EXTRACTED TEXT:
——
For the full article see The Mediterranean Garden No 50, October 2007.

One of the treats of the AGM 2007 in Athens will be a visit to the library at the Goulandris Natural History Museum. John Rendall describes the history of some of the rare books which will be on display. Pictured below are a few of the plates from Sibthorp’s Flora Graeca; two of the original ten volumes are in the library.

John Rendall writes:
“John Sibthorp (1758-1796) must take pride of place as the originator of the modern treatment of the Greek flora. Sibthorp, who succeeded his father Humphrey Waldo Sibthorp as Sherardian Professor of Botany at Oxford, studied medicine and botany at Oxford, Edinburgh, Paris and Montpellier.  In Vienna, where he travelled in 1785 to examine the Codex Vindobonensis he was introduced to a young artist named Ferdinand Bauer, whom he persuaded to accompany him on his ensuing expedition to Greece and the Levant. Sibthorp subsequently made a second visit to this area in 1794-1795. During the course of it he contracted the illness, usually identified as tuberculosis, from which he died a few months after returning to England.
——
(Source records)
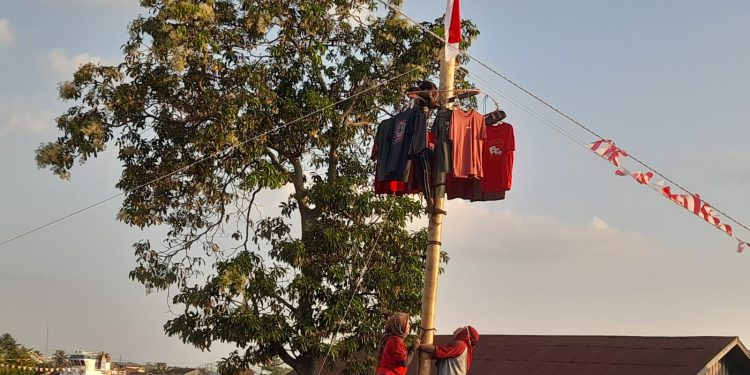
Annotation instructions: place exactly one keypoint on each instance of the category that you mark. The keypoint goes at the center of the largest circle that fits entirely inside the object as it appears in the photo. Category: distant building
(185, 371)
(128, 368)
(606, 355)
(601, 355)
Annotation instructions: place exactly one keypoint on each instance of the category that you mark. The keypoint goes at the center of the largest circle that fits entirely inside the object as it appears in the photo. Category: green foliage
(193, 111)
(274, 367)
(13, 353)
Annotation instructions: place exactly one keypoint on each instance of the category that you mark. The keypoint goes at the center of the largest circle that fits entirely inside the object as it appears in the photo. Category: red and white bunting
(691, 202)
(608, 150)
(741, 246)
(452, 22)
(640, 177)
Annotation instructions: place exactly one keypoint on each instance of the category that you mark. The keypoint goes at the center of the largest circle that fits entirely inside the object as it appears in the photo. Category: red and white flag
(452, 23)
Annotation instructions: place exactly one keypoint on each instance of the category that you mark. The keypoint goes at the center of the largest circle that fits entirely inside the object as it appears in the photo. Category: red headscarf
(396, 326)
(470, 337)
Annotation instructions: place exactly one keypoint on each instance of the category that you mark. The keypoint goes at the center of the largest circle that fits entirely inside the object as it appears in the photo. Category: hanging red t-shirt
(497, 158)
(467, 135)
(393, 358)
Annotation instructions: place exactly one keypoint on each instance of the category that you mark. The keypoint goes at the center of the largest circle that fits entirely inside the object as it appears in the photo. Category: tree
(13, 353)
(275, 367)
(211, 109)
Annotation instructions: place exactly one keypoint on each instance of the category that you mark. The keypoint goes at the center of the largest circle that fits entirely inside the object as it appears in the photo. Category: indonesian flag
(452, 23)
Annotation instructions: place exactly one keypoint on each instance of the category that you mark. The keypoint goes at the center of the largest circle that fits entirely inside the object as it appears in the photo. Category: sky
(573, 249)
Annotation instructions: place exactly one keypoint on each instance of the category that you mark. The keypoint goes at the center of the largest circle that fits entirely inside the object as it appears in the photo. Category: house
(185, 371)
(606, 355)
(128, 368)
(602, 355)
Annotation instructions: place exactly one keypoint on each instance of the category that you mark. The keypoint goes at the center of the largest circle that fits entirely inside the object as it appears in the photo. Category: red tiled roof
(592, 355)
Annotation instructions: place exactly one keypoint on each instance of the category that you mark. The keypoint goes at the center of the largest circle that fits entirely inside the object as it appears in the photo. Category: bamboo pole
(434, 233)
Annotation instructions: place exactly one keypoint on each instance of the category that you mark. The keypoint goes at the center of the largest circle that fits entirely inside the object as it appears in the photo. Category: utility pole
(434, 231)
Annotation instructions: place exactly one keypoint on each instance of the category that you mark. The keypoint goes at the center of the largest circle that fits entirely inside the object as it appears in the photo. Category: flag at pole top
(452, 23)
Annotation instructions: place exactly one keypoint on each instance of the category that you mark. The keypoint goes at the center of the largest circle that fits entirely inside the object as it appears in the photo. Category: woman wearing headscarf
(393, 357)
(455, 358)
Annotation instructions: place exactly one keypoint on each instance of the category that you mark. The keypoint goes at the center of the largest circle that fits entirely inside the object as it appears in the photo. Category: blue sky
(573, 250)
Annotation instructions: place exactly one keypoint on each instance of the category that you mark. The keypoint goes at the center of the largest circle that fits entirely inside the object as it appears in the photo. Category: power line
(550, 106)
(211, 156)
(356, 289)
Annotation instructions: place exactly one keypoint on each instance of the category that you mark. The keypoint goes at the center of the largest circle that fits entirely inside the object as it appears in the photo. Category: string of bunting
(50, 369)
(608, 150)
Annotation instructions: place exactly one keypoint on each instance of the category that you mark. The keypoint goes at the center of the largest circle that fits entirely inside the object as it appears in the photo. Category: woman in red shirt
(393, 357)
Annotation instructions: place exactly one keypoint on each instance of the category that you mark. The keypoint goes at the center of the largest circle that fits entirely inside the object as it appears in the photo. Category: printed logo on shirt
(398, 131)
(494, 150)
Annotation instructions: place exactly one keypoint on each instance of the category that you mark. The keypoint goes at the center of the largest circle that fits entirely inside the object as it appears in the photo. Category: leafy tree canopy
(198, 111)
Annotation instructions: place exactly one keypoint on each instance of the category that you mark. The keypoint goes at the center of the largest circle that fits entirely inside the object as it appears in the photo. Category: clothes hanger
(495, 117)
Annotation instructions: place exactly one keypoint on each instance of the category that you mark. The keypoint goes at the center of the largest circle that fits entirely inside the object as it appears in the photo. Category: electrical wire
(550, 106)
(213, 155)
(356, 289)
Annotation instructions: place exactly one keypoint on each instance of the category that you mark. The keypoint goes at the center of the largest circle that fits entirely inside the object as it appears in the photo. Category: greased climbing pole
(434, 232)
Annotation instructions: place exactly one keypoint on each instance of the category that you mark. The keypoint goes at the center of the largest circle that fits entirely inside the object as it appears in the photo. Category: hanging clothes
(443, 159)
(498, 151)
(467, 136)
(397, 141)
(497, 158)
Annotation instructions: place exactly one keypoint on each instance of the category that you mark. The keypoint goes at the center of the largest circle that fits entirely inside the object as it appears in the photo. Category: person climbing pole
(454, 358)
(393, 356)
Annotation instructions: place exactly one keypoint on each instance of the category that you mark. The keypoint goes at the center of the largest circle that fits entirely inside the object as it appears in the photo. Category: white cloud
(6, 33)
(598, 223)
(508, 236)
(65, 66)
(24, 116)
——
TASKS AND EXERCISES:
1 - In the article about John Sibthorp and the Flora Graeca, copy word for word the stretch from "For the full" through "in the library.".
2 - Write the next part of the article about John Sibthorp and the Flora Graeca, picking up after its last sentence.

ANSWERS TO THE TASKS:
1 -
For the full article see The Mediterranean Garden No 50, October 2007.

One of the treats of the AGM 2007 in Athens will be a visit to the library at the Goulandris Natural History Museum. John Rendall describes the history of some of the rare books which will be on display. Pictured below are a few of the plates from Sibthorp’s Flora Graeca; two of the original ten volumes are in the library.

2 -
Sibthorp’s ten-volume Flora Graeca, superbly illustrated by Ferdinand Bauer, took 54 years to produce, the last volume appearing in 1840. Bauer remained behind in Oxford working on the illustrations from the specimens already collected when Sibthorp set out on his last expedition. During his travels with Sibthorp Bauer had no time to complete his illustrations on the spot, so instead made detailed pencil drawings which he annotated with numbers from a colour code that he had developed. His meticulous drawing of Cyclamen persicum, for example, exhibited at the Bodleian Library in Oxford in 1999, shows colour code numbers ranging from 4 to 302. His illustrations for the Flora Graeca deservedly won for him the title of the Leonardo of natural history illustration.
The Flora Graeca was financed by pre-publication subscriptions of 12 guineas. Only 25 copies were printed and such was the price that the British Museum went to court to secure the free copy that was their traditional entitlement – and lost. The library of the Goulandris Natural History Museum in Athens has two of the original ten volumes in its safekeeping and members attending the Annual General Meeting of the MGS in November will be able to inspect these priceless books.”


Frontispiece for Volume Six ‘Athenae’ with an illustration
by Ferdinand Bauer showing the Parthenon.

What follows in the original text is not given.